包装や梱包と聞くと、商品や荷物を保管したり輸送したりするために、資材を使ってまとめることが頭に浮かぶ方が多いでしょう。実際に、フリマアプリの利用時やプレゼントを郵送する際などに、商品や荷物を包装・梱包した経験がある方もいるかもしれません。

一般の方が何か包装や梱包を行う場合、対象物は比較的小型で軽量な物がほとんどでしょう。しかし、企業となるとそうは限りません。大型製品を取り扱う企業は、大きい荷物の梱包も行う必要があるためです。
この記事では、大型包装の概要や種類、事例を解説します。

大型包装とは(大きい荷物の梱包)

大型包装とは名前の通り、梱包資材を使って大型の機械や車両などを保護する方法です。屋内・屋外の両方に対応できるように保管するため、汚れや傷だけでなく、雨風や紫外線からも製品を保護できるように梱包します。

大型包装の後はトラックや船に物品を乗せて輸送しますが、中には海外へ輸出するケースもあるでしょう。海外輸出は国内輸送と比べて移動距離が長く、積替え回数も多くなりがちです。輸送中の破損や荷崩れを防ぐためにも、適切な包装を行う必要があります。

大型包装の種類は大きく分けて「大型シュリンク梱包」と「大型養生梱包」の2つです。これらの梱包方法は、記事の後半で詳しく解説します。

「包装」の定義

包装とは、商品や荷物といった物品の輸送・取引・保管に関して、価値を下げず良い状態を維持するために適切な資材や技術を使って包む作業です。物品の輸送に限らず、さまざまな目的に対して包装作業は行われます。

なお、包装は「個装」「内装」「外装」の3種類に分けられます。物品それぞれを包装するのが個装で、物品を衝撃や熱などから守るために内部に施す包装が内装、パッキングした状態が外装です。

梱包との違い

言葉として、包装と梱包を使い分けないケースも多く見られますが、両者の意味には明確な違いがあります。梱包とは、輸送を目的に物品を包装する作業のことです。荷造りという時もあり、包装の中に梱包が含まれています。

梱包方法でよく用いられるのはダンボール梱包で、比較的軽量な物が対象です。食品であれば、ラップやフィルムを使う真空梱包が使われます。

------

記述問題 A: 下に示す記録のうち、「Put a single dot on each instance of the dog's nose」を含む行から記録の末尾までを、両端の行も含めて一字一句変えずに書き写して返しなさい。

課題の資料:
------

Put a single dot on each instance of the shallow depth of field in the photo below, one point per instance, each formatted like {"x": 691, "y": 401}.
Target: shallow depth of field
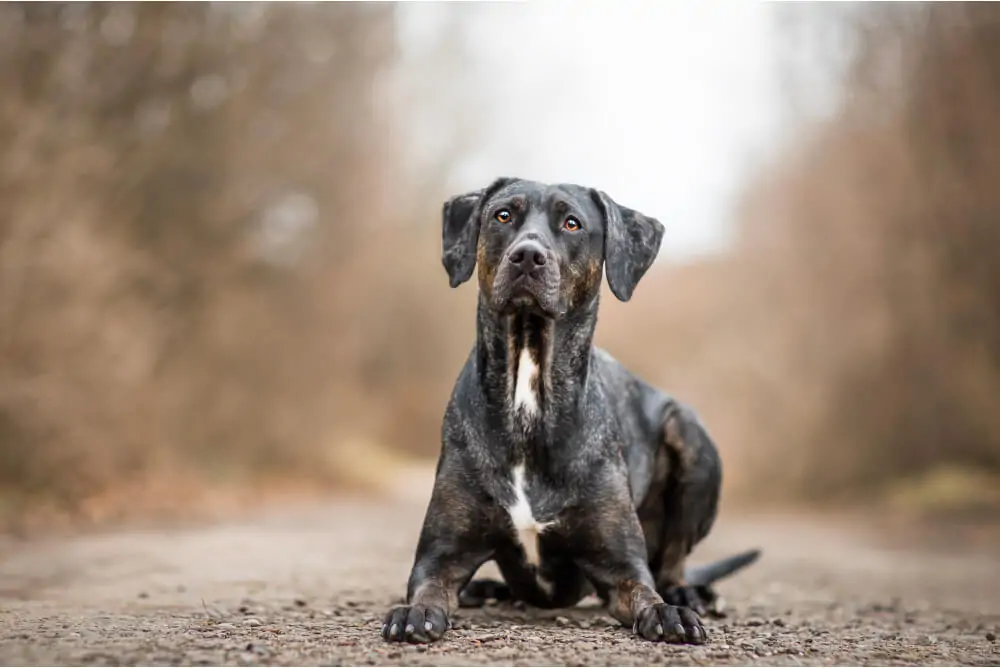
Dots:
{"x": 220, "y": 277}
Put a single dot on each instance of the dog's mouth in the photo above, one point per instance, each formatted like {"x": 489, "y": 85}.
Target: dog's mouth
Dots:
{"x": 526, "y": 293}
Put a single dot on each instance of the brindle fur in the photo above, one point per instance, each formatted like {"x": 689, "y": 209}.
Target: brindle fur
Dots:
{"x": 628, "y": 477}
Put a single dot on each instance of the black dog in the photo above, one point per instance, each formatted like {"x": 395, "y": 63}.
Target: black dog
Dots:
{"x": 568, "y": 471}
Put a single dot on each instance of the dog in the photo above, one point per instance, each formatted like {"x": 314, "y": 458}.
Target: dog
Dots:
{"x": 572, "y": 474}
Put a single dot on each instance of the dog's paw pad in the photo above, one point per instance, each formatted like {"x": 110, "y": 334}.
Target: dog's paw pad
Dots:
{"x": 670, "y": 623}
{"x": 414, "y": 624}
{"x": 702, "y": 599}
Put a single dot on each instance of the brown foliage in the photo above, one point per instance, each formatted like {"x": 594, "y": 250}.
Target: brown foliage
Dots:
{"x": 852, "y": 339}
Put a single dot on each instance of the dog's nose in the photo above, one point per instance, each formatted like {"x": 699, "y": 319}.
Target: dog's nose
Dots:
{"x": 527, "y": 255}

------

記述問題 B: 上に示した大型包装に関する文章について、最後の文に続く部分を書き足しなさい。

練習問題の解答 A:
Put a single dot on each instance of the dog's nose in the photo above, one point per instance, each formatted like {"x": 699, "y": 319}.
Target: dog's nose
Dots:
{"x": 527, "y": 255}

練習問題の解答 B:
ダンボールでは強度が足りない大型機械の場合に用いられるのが、木枠梱包やスチール梱包です。鉄材や鋼材といった重い材料は、バンドル梱包という方法を使って梱包されます。

大型包装の主な対象物

大型包装を行う対象の物品は、主に大型重量物です。大型重量物を安全に輸送するためには、その物品に適した大型包装の方法を選ばなければなりません。
ここでは、大型包装を行う対象物を大きく3つに分けて紹介します。

車両

大型包装を行う車両は、普通自動車や大型自動車の他に、二輪車などが含まれます。
大型包装を行う際は、車両の大きさや重量だけでなく、陸輸か空輸かでも包装の素材や方法が変わります。これは、陸輸であればそこまで重量を考慮する必要はありませんが、空輸の場合は車両の重量が輸送費に影響するためです。

プラント設備

プラント設備とは、多様な機械が組み合わさって作られる生産・製造設備のことです。具体的には石油から作る製品、電気やガスのエネルギーなど、生活に欠かせない素材や資源を指します。
石油製品を製造するのは石油化学プラント、原油から灯油やガソリンを精製するものが石油プラント、電気を作るのは電気プラントと種類はさまざまです。

生産・製造設備がある大規模な工場を表す言葉でもあるプラントですが、上記のプラント設備も大型包装を行う対象物となっています。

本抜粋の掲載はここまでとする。